Render the records as a Markdown table with the columns "No." and "Entry", starting at the line that contains "Task: indicate one point on every instance of the boat" and ending at the last line of the records. Give one numbered row per line, leaving out blank lines.

..........

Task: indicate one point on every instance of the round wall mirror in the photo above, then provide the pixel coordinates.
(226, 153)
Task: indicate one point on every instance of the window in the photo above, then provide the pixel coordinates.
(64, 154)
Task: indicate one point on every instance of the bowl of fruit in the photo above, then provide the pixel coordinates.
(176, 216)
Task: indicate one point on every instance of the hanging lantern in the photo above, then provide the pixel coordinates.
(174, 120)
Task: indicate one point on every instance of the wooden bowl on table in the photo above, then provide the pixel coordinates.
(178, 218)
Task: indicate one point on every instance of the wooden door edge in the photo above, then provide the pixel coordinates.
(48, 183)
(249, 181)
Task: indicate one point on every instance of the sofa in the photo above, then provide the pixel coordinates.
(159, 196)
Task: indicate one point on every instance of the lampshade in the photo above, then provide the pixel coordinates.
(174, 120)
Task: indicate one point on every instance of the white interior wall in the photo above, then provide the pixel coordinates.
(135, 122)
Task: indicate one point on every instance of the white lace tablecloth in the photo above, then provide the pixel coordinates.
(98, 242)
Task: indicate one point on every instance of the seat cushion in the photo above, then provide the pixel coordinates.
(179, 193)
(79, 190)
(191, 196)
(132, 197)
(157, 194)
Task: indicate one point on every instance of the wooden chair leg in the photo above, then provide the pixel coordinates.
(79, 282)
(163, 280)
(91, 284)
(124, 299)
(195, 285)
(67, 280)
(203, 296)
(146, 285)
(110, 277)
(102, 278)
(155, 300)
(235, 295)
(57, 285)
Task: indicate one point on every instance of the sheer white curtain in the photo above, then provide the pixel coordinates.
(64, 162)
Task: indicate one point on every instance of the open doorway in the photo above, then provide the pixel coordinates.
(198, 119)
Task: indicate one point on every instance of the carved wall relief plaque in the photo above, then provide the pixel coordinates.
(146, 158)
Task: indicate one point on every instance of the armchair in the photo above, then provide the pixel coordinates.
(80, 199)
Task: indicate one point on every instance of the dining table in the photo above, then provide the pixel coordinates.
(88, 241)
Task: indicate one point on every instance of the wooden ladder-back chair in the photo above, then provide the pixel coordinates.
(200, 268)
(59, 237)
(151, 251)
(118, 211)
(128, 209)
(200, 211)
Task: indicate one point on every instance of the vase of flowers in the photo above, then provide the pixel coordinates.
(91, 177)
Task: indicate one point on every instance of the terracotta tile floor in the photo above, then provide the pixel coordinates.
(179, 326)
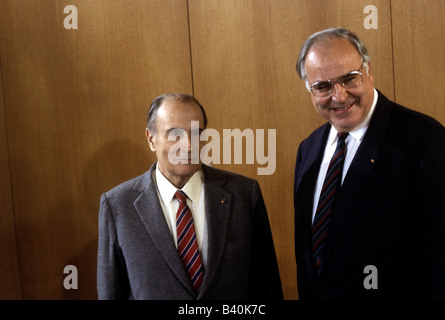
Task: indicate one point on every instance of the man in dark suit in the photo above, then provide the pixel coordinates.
(369, 189)
(227, 239)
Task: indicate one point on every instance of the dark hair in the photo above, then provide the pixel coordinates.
(327, 35)
(157, 102)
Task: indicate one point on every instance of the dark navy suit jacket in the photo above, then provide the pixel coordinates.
(390, 213)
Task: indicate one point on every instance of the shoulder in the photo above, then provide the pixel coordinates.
(130, 188)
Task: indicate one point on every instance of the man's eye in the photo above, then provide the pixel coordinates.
(349, 78)
(322, 86)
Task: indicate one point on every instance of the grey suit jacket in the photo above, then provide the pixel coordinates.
(137, 257)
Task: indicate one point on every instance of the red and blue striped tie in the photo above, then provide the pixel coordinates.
(329, 193)
(187, 243)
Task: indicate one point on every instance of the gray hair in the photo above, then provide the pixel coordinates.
(157, 102)
(325, 35)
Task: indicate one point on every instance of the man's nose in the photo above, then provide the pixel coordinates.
(339, 93)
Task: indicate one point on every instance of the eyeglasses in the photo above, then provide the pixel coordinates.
(324, 88)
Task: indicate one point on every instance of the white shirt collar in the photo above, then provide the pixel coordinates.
(358, 132)
(167, 190)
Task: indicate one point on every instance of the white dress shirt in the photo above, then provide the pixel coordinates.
(194, 189)
(352, 144)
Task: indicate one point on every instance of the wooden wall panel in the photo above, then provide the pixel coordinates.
(9, 268)
(76, 103)
(244, 55)
(419, 60)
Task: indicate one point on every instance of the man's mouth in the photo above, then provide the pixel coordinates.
(346, 107)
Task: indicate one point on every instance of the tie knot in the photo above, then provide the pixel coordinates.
(342, 135)
(180, 195)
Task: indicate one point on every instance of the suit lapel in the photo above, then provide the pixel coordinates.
(218, 206)
(150, 212)
(365, 160)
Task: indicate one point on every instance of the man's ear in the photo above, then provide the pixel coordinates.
(150, 139)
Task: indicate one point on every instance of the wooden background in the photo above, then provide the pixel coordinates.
(73, 107)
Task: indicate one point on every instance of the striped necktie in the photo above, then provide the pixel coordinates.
(187, 244)
(329, 193)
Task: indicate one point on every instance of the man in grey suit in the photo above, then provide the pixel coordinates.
(139, 255)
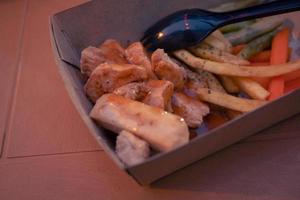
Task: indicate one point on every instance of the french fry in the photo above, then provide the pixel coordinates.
(229, 85)
(228, 101)
(207, 52)
(236, 70)
(252, 88)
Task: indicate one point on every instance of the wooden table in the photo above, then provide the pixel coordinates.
(47, 152)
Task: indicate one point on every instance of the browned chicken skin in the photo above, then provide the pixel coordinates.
(162, 130)
(107, 77)
(134, 91)
(166, 69)
(190, 109)
(160, 93)
(137, 55)
(108, 52)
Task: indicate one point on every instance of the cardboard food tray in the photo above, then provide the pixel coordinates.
(90, 24)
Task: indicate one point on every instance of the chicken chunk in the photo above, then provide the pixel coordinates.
(190, 109)
(134, 91)
(130, 149)
(160, 94)
(137, 55)
(107, 77)
(162, 130)
(166, 69)
(108, 52)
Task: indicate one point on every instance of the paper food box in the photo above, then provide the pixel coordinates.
(91, 23)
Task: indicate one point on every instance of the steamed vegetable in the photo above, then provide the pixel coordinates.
(258, 28)
(229, 84)
(211, 53)
(235, 70)
(257, 45)
(252, 88)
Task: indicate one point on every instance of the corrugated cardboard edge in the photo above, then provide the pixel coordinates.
(166, 163)
(218, 138)
(70, 81)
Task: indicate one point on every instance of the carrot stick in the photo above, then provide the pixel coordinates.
(279, 55)
(260, 64)
(292, 76)
(263, 56)
(263, 81)
(236, 49)
(292, 85)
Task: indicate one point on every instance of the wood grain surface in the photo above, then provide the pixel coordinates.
(49, 154)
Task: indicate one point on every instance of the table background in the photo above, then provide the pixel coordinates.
(46, 151)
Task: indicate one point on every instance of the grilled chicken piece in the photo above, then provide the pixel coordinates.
(108, 52)
(107, 77)
(137, 55)
(130, 149)
(166, 69)
(134, 91)
(190, 109)
(160, 94)
(162, 130)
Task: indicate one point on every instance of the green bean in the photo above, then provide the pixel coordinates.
(257, 45)
(236, 27)
(247, 34)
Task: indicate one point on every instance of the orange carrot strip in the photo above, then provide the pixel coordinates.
(279, 55)
(236, 49)
(263, 56)
(260, 64)
(292, 76)
(292, 85)
(262, 81)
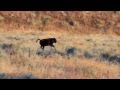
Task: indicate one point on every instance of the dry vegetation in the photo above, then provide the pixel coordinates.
(76, 56)
(88, 45)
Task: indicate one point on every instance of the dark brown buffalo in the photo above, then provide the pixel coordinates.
(47, 42)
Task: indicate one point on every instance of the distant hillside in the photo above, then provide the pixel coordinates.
(76, 21)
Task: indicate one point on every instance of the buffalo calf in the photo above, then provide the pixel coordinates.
(47, 42)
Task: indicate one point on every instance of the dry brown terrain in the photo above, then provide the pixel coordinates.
(88, 45)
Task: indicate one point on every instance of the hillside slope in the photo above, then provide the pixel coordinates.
(76, 21)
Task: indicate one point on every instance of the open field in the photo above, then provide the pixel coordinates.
(77, 56)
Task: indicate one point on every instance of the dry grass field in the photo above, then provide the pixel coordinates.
(77, 56)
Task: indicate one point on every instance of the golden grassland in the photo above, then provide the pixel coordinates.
(56, 65)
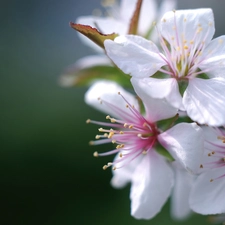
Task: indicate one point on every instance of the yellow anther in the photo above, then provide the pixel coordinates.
(95, 154)
(144, 152)
(104, 167)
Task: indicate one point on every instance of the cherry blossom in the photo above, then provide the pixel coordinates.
(136, 137)
(192, 64)
(207, 194)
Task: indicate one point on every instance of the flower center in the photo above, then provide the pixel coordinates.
(216, 152)
(133, 135)
(183, 52)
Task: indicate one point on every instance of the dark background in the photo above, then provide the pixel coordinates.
(47, 172)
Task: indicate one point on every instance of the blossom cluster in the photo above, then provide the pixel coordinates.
(159, 76)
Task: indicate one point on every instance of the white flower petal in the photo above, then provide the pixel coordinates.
(180, 208)
(151, 186)
(214, 58)
(208, 197)
(153, 88)
(122, 176)
(205, 102)
(108, 91)
(134, 55)
(185, 143)
(156, 108)
(192, 26)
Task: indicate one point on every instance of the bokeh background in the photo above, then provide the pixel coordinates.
(48, 175)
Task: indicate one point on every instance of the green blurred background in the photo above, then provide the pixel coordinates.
(47, 172)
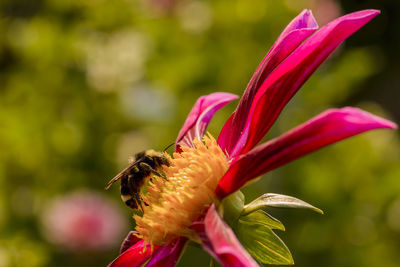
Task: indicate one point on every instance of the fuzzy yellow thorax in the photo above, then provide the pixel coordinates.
(174, 203)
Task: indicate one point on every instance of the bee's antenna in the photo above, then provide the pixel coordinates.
(169, 146)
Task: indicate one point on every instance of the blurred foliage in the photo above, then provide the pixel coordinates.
(86, 84)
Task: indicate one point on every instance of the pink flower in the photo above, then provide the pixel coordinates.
(83, 221)
(297, 53)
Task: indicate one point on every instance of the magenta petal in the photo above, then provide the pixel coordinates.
(130, 240)
(134, 256)
(168, 255)
(220, 241)
(330, 126)
(200, 116)
(295, 33)
(289, 76)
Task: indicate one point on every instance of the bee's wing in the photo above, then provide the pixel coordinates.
(121, 174)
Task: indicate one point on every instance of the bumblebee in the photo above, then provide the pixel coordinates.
(133, 177)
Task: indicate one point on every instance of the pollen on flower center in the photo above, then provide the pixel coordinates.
(174, 203)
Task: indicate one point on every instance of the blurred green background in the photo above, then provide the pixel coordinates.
(84, 84)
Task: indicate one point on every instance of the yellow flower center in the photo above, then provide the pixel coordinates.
(174, 203)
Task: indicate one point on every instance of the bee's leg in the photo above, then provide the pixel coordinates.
(147, 167)
(139, 201)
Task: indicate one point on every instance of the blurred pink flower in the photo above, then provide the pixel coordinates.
(297, 53)
(83, 221)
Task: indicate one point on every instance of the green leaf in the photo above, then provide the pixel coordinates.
(263, 244)
(232, 207)
(261, 217)
(277, 201)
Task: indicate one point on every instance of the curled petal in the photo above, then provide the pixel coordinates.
(294, 34)
(289, 76)
(134, 256)
(200, 116)
(220, 241)
(130, 240)
(168, 255)
(327, 128)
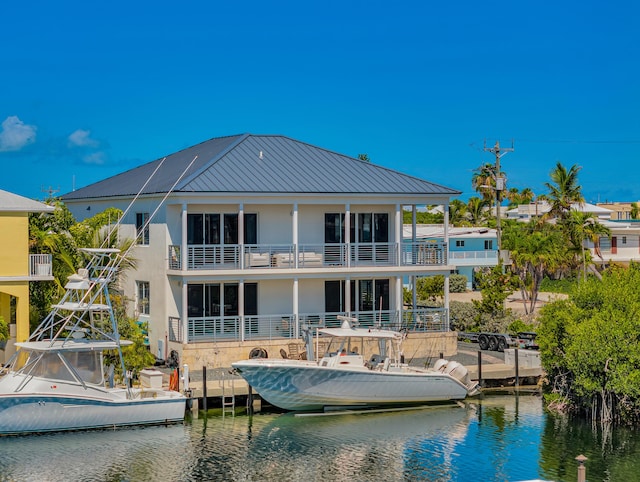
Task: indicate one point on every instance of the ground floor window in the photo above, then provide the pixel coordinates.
(142, 302)
(366, 295)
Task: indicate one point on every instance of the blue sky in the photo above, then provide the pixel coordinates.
(92, 89)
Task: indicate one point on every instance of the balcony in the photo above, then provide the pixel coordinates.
(284, 256)
(285, 326)
(474, 258)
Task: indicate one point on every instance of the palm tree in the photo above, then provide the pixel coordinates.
(476, 210)
(457, 212)
(564, 190)
(584, 227)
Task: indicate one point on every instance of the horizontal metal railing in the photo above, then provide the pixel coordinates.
(40, 265)
(287, 326)
(279, 256)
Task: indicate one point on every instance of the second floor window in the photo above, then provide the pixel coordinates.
(211, 228)
(143, 297)
(142, 228)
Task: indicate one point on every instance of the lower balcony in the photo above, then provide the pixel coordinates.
(286, 326)
(339, 255)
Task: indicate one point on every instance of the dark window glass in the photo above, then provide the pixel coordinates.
(250, 298)
(250, 229)
(142, 228)
(333, 300)
(230, 229)
(211, 229)
(195, 300)
(381, 228)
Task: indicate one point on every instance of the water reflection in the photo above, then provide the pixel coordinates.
(500, 438)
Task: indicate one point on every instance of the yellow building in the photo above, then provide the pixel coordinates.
(17, 267)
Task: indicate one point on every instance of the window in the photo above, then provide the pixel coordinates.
(204, 300)
(143, 297)
(207, 229)
(142, 228)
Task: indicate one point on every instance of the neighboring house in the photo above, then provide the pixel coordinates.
(17, 267)
(525, 212)
(619, 211)
(470, 248)
(622, 246)
(264, 233)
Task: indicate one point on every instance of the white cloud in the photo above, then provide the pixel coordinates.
(15, 134)
(81, 138)
(95, 158)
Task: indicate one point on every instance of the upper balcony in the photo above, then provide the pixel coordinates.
(474, 258)
(40, 269)
(286, 256)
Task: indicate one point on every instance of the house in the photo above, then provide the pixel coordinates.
(17, 267)
(621, 247)
(525, 212)
(470, 248)
(263, 234)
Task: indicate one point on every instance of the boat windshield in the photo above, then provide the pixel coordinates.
(87, 365)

..........

- _Answer to the task_:
| No. | Entry |
|---|---|
| 1 | Task: indicate one point on every instance of the boat windshield in the photo above, then provide the pixel coordinates. |
| 2 | (87, 365) |